[Textausschnitt]

Amnesty Report Mongolei 10. Mai 2011

Mongolei 2011

Amtliche Bezeichnung: Mongolei Staatsoberhaupt: Tsachiagiin Elbegdordsch Regierungschef: Süchbaataryn Batbold Todesstrafe: nicht abgeschafft Einwohner: 2,7 Mio. Lebenserwartung: 67,3 Jahre Kindersterblichkeit (m/w): 49/40 pro 1000 Lebendgeburten Alphabetisierungsrate: 97,3%

Im Januar 2010 verkündete der Präsident ein Hinrichtungsmoratorium. Beamte mit Polizeibefugnissen begingen nach wie vor Menschenrechtsverletzungen, ohne dafür strafrechtlich zur Verantwortung gezogen zu werden. Straffreiheit für Folter und andere Misshandlungen blieb weit verbreitet.

[/Textausschnitt]

Worum es geht: Geben Sie aus dem Bericht zur Mongolei oben den Abschnitt von „Amnesty Report Mongolei“ bis „blieb weit verbreitet.“ wortgetreu wieder. Als Grundlage dient ausschließlich der Bericht zur Mongolei oben.

[Gesammeltes Material]

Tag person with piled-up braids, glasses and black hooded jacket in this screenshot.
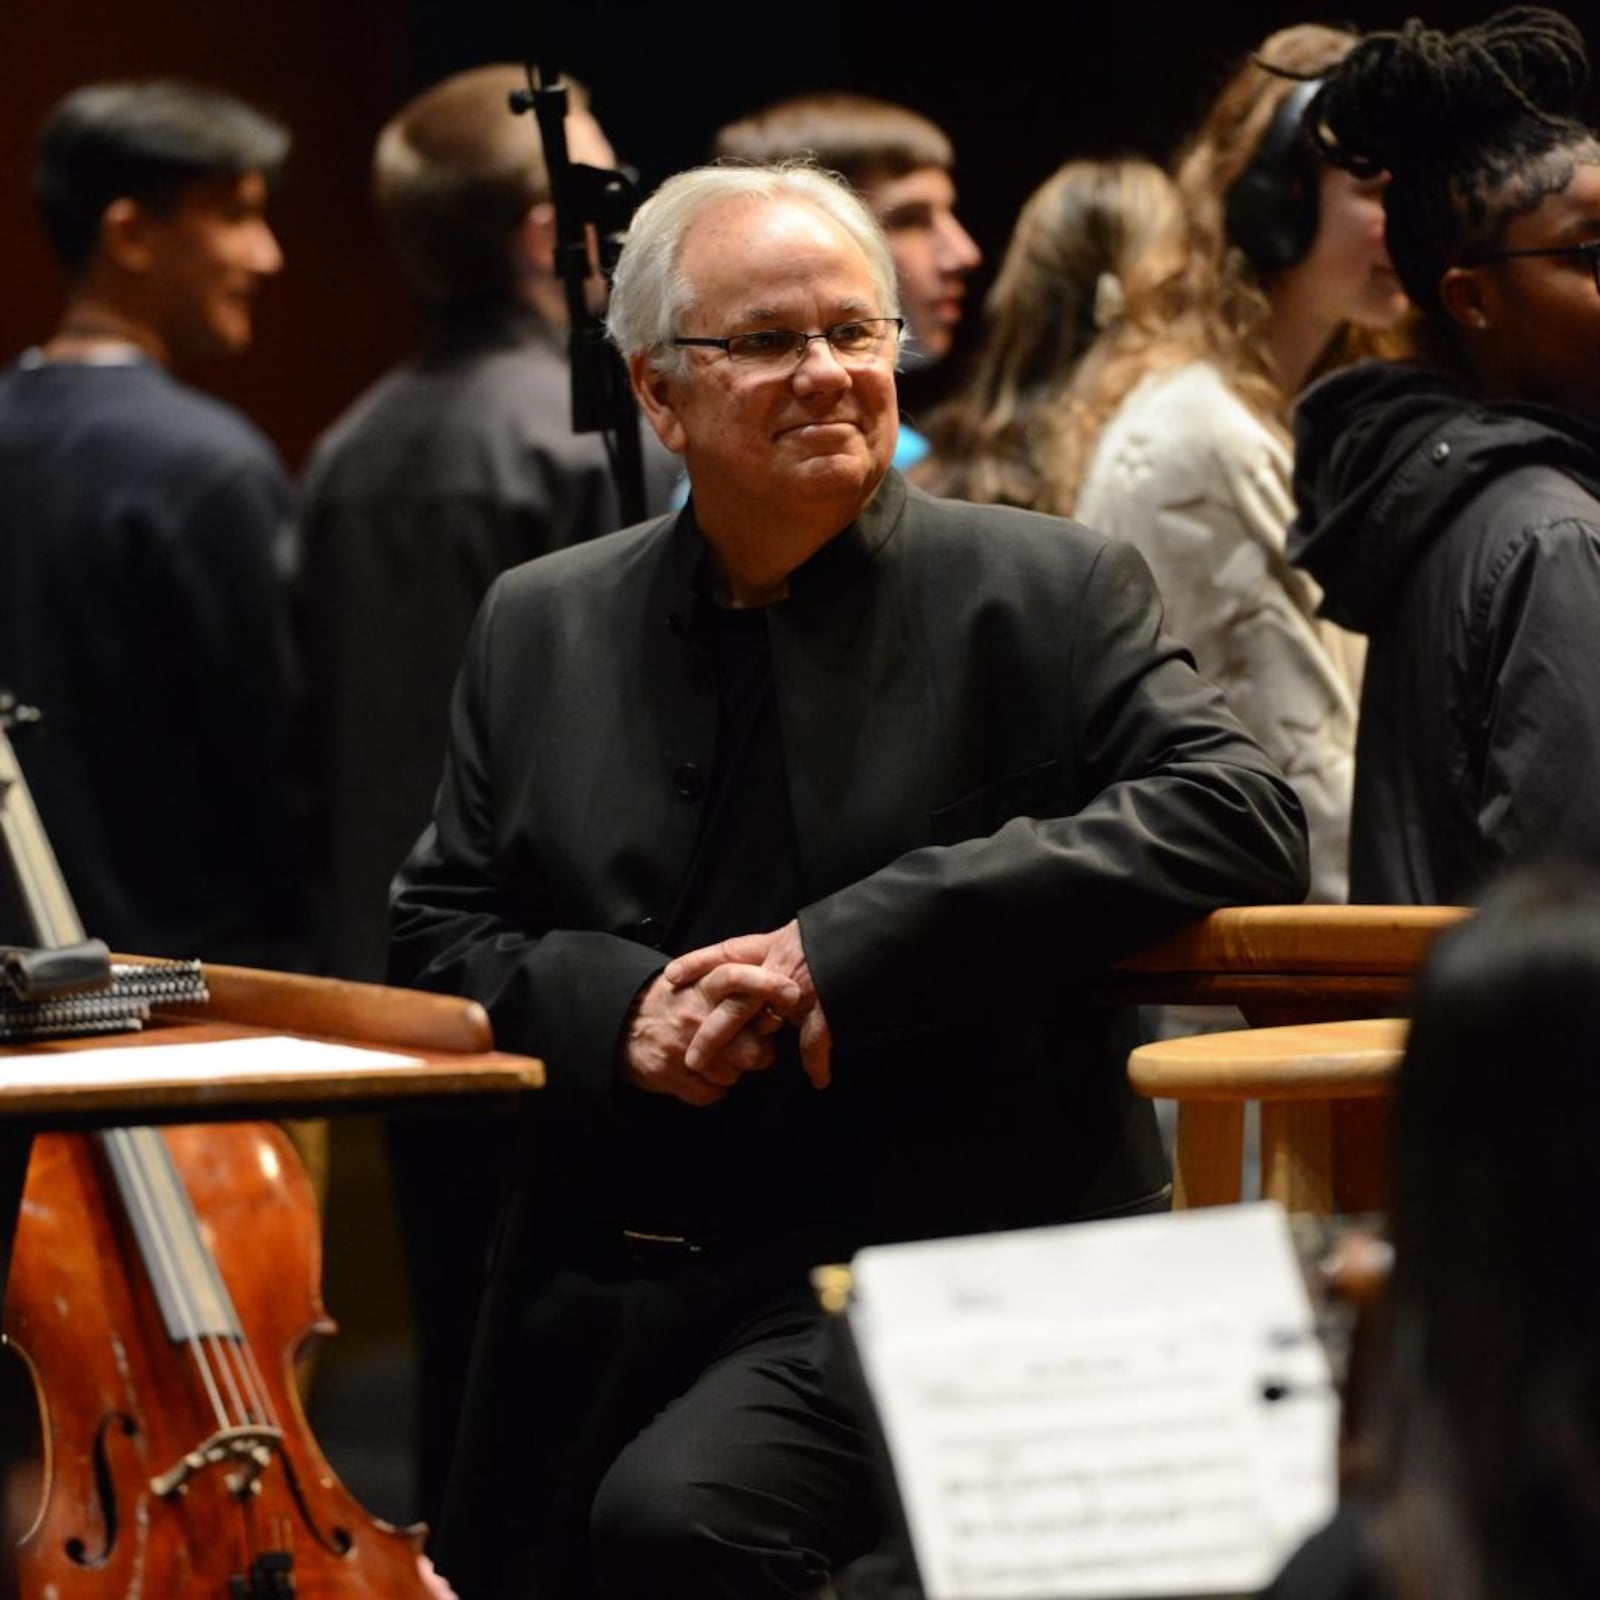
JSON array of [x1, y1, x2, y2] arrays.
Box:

[/Gesammeltes Material]

Lösung der Aufgabe:
Amnesty Report Mongolei 10. Mai 2011

Mongolei 2011

Amtliche Bezeichnung: Mongolei Staatsoberhaupt: Tsachiagiin Elbegdordsch Regierungschef: Süchbaataryn Batbold Todesstrafe: nicht abgeschafft Einwohner: 2,7 Mio. Lebenserwartung: 67,3 Jahre Kindersterblichkeit (m/w): 49/40 pro 1000 Lebendgeburten Alphabetisierungsrate: 97,3%

Im Januar 2010 verkündete der Präsident ein Hinrichtungsmoratorium. Beamte mit Polizeibefugnissen begingen nach wie vor Menschenrechtsverletzungen, ohne dafür strafrechtlich zur Verantwortung gezogen zu werden. Straffreiheit für Folter und andere Misshandlungen blieb weit verbreitet.